* START *

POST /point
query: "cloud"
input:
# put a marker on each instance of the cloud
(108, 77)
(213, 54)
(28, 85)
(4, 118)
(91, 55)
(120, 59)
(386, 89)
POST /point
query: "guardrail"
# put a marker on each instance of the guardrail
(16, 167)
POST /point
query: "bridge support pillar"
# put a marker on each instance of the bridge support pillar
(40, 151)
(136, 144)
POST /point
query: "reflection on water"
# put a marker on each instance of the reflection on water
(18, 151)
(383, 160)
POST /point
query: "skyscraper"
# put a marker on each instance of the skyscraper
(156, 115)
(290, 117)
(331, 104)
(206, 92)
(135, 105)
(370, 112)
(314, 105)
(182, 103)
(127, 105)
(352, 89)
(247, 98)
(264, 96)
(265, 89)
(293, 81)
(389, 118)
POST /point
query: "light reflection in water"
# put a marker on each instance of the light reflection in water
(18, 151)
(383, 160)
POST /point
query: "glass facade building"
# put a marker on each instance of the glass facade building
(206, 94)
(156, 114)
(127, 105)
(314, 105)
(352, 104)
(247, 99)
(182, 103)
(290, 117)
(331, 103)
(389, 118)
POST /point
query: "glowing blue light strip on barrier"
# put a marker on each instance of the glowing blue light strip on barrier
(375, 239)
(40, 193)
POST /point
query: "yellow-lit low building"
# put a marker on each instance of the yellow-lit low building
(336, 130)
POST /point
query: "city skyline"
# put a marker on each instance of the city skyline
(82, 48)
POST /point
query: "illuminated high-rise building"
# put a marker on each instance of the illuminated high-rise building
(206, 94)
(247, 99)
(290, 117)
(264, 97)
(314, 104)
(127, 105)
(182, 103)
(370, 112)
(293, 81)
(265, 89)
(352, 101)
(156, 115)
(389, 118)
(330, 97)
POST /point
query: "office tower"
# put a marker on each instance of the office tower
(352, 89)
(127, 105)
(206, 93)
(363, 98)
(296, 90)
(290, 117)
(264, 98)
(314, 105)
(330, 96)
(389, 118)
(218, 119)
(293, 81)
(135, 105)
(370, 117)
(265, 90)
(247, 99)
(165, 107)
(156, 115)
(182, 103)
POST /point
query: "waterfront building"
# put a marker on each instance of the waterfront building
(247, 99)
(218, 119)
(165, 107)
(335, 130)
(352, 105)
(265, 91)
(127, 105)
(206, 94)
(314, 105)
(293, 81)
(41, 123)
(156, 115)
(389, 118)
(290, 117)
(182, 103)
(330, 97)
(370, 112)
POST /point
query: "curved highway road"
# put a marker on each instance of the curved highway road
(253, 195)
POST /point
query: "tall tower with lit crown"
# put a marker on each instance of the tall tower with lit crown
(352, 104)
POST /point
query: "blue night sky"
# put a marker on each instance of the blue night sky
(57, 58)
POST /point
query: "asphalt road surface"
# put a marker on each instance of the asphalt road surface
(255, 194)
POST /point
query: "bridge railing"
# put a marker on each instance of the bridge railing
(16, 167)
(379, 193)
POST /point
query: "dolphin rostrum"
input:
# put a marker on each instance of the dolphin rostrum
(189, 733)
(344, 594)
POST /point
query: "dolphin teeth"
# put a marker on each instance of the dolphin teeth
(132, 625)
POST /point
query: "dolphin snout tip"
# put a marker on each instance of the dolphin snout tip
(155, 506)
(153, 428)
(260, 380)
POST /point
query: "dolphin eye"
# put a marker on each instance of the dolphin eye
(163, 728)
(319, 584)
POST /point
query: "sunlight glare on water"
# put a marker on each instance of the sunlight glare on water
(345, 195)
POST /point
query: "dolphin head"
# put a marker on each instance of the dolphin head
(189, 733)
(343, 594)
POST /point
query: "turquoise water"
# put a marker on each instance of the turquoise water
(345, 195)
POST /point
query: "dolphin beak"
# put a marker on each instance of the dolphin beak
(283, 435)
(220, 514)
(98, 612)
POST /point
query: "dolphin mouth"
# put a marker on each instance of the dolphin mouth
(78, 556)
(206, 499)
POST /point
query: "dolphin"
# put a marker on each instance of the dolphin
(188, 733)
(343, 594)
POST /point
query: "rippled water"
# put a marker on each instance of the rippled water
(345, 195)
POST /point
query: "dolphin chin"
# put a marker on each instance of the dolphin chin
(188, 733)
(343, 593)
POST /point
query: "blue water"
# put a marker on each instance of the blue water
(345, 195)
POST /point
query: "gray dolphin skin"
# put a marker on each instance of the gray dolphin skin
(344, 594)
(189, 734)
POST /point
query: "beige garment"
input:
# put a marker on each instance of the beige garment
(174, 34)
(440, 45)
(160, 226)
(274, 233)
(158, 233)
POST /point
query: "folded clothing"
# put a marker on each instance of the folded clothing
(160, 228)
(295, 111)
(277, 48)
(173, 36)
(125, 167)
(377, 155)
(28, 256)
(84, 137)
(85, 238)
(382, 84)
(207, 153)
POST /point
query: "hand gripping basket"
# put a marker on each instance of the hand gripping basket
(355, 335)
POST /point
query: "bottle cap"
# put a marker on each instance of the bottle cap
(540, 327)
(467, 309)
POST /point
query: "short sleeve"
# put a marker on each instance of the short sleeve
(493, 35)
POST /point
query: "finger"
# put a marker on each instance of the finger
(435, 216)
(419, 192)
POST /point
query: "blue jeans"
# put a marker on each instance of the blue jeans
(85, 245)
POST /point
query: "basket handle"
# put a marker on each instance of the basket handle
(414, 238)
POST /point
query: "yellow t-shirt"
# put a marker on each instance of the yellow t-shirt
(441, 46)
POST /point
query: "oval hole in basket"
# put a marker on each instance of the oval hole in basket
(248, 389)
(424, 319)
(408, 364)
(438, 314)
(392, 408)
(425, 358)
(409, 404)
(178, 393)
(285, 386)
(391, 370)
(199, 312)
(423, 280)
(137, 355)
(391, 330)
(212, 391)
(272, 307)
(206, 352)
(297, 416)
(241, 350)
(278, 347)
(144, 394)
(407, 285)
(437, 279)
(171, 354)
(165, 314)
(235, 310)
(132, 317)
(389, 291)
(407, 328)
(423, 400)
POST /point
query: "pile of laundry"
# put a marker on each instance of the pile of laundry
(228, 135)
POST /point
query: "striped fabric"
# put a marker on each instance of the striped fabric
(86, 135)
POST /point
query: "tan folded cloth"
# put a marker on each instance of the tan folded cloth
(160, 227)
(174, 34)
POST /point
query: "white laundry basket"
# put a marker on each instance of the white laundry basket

* END *

### GIVEN REQUEST
Your task is to repeat every line exactly.

### THE RESPONSE
POST /point
query: "cloud"
input:
# put a marker on each instance of the cloud
(108, 77)
(213, 54)
(28, 85)
(4, 118)
(91, 55)
(120, 59)
(386, 89)
POST /point
query: "guardrail"
# put a marker on each instance of the guardrail
(16, 167)
POST /point
query: "bridge support pillar"
# put a marker on each instance of the bridge support pillar
(40, 151)
(136, 144)
POST /point
query: "reflection on water"
# put a marker on each instance of the reflection on water
(18, 151)
(383, 160)
POST /point
query: "skyscraper"
# put a marker on each instance of the skyscraper
(156, 115)
(290, 117)
(331, 104)
(206, 92)
(135, 105)
(370, 112)
(314, 105)
(182, 103)
(127, 105)
(352, 89)
(247, 98)
(264, 96)
(265, 89)
(293, 81)
(389, 118)
POST /point
query: "light reflection in water"
# put a marker on each instance of the light reflection in water
(18, 151)
(383, 160)
POST /point
query: "glass facade building"
# put a marker on each instance of the glass facade building
(206, 94)
(156, 114)
(127, 105)
(314, 105)
(352, 104)
(247, 99)
(182, 103)
(290, 117)
(331, 103)
(389, 118)
POST /point
query: "glowing blue light strip on barrier"
# put a marker on each instance of the glowing blue light strip on barrier
(375, 239)
(40, 193)
POST /point
query: "yellow-lit low building"
# put a marker on each instance of the yellow-lit low building
(336, 130)
POST /point
query: "city skyline"
# put a marker on each instance of the city skyline
(82, 48)
POST /point
query: "illuminated high-rise building"
# put a marker on each instance of the illuminated high-rise building
(206, 94)
(247, 99)
(290, 117)
(264, 97)
(314, 104)
(127, 105)
(182, 103)
(370, 112)
(293, 81)
(265, 89)
(352, 101)
(156, 115)
(389, 118)
(330, 97)
POST /point
query: "office tower"
# put a marker on each instance of the office tower
(352, 89)
(127, 105)
(206, 93)
(363, 98)
(296, 90)
(290, 117)
(264, 98)
(314, 105)
(330, 96)
(389, 118)
(218, 119)
(293, 81)
(135, 105)
(370, 117)
(265, 90)
(247, 99)
(165, 107)
(156, 115)
(182, 103)
POST /point
query: "waterfront building"
# put a marker on each instance of the waterfront building
(247, 99)
(218, 119)
(165, 107)
(335, 130)
(352, 105)
(265, 91)
(127, 105)
(206, 94)
(314, 105)
(293, 81)
(41, 123)
(156, 115)
(389, 118)
(290, 117)
(182, 103)
(330, 97)
(370, 112)
POST /point
query: "curved highway road"
# put a marker on each instance of the curved highway road
(253, 195)
POST /point
query: "tall tower with lit crown"
# put a marker on each instance of the tall tower with lit crown
(352, 104)
POST /point
query: "blue night sky"
# put a marker on each instance of the blue night sky
(57, 58)
POST /point
query: "asphalt road surface"
# put a marker on each instance of the asphalt road surface
(255, 194)
POST /point
query: "bridge railing"
# put a marker on each instance of the bridge railing
(16, 167)
(379, 193)
POST /point
query: "dolphin rostrum"
input:
# put a marker on each instance of the dolphin rostrum
(189, 733)
(344, 594)
POST /point
query: "dolphin teeth"
# put a marker on each instance of the dolphin teeth
(132, 625)
POST /point
query: "dolphin snout tip"
# put a marker on each instance of the dolphin snout tip
(155, 506)
(153, 428)
(260, 380)
POST /point
query: "dolphin eye"
# put a marker on each instance of the dolphin eye
(163, 728)
(319, 584)
POST /point
query: "sunlight glare on water"
# put a marker on each instance of the sunlight glare on water
(345, 195)
POST /point
query: "dolphin head"
# put a marker on each instance of the dolphin head
(189, 733)
(343, 594)
POST /point
query: "turquoise water"
# put a marker on each instance of the turquoise water
(345, 195)
POST /point
query: "dolphin beak"
# put a marker on each instance of the dolphin beak
(283, 435)
(220, 514)
(98, 612)
POST /point
query: "dolphin mouth"
# put a marker on each instance of the dolphin mouth
(78, 556)
(206, 499)
POST /point
query: "dolphin"
# put a marker on each instance of the dolphin
(188, 733)
(343, 594)
POST /point
query: "rippled water"
# put a marker on each instance of the rippled water
(345, 195)
POST /point
query: "dolphin chin"
# put a marker on each instance of the dolphin chin
(188, 733)
(343, 593)
POST /point
query: "blue water"
# put a marker on each instance of the blue water
(345, 195)
POST /point
query: "gray dolphin skin"
# put a marker on each instance of the gray dolphin skin
(344, 594)
(189, 734)
POST /point
query: "beige garment"
input:
# put a marker on each instance of the beige garment
(174, 34)
(440, 45)
(160, 226)
(274, 233)
(158, 233)
POST /point
query: "folded clothing"
# put a marker on each instance of the folded clothing
(160, 228)
(295, 111)
(277, 48)
(173, 36)
(125, 167)
(377, 155)
(28, 256)
(84, 137)
(85, 238)
(382, 84)
(207, 153)
POST /point
query: "hand gripping basket"
# put a marker on each instance of the hand gripping basket
(355, 335)
POST /point
query: "bottle cap"
# put a marker on each instance of the bottle cap
(540, 327)
(467, 309)
POST /point
query: "short sleeve"
# put a marker on each instance of the short sleeve
(493, 35)
POST /point
query: "finger"
# put a marker on each instance of the finger
(435, 216)
(419, 192)
POST /point
query: "blue jeans"
# put a marker on each instance of the blue jeans
(85, 245)
POST /point
query: "basket handle"
# put a marker on each instance of the basket handle
(414, 238)
POST /point
query: "yellow t-shirt"
# put a marker on each instance of the yellow t-shirt
(441, 46)
POST /point
query: "oval hole in basket"
# put a marker on each instance of the oval hole in basket
(248, 389)
(424, 319)
(408, 364)
(438, 314)
(392, 408)
(425, 358)
(409, 404)
(178, 393)
(285, 386)
(391, 370)
(199, 312)
(423, 280)
(137, 355)
(391, 330)
(212, 391)
(272, 307)
(206, 352)
(297, 416)
(241, 350)
(278, 347)
(144, 394)
(407, 285)
(437, 279)
(171, 354)
(165, 314)
(235, 310)
(132, 317)
(389, 291)
(407, 328)
(423, 400)
POST /point
query: "pile of laundry"
# put a marker on each instance of the pile of laundry
(228, 135)
POST /point
query: "striped fabric"
# put a marker on each instance of the striped fabric
(86, 135)
POST /point
query: "tan folded cloth"
# put a marker on each instance of the tan folded cloth
(160, 227)
(174, 34)
POST /point
query: "white laundry basket"
# put a marker on each instance of the white laundry basket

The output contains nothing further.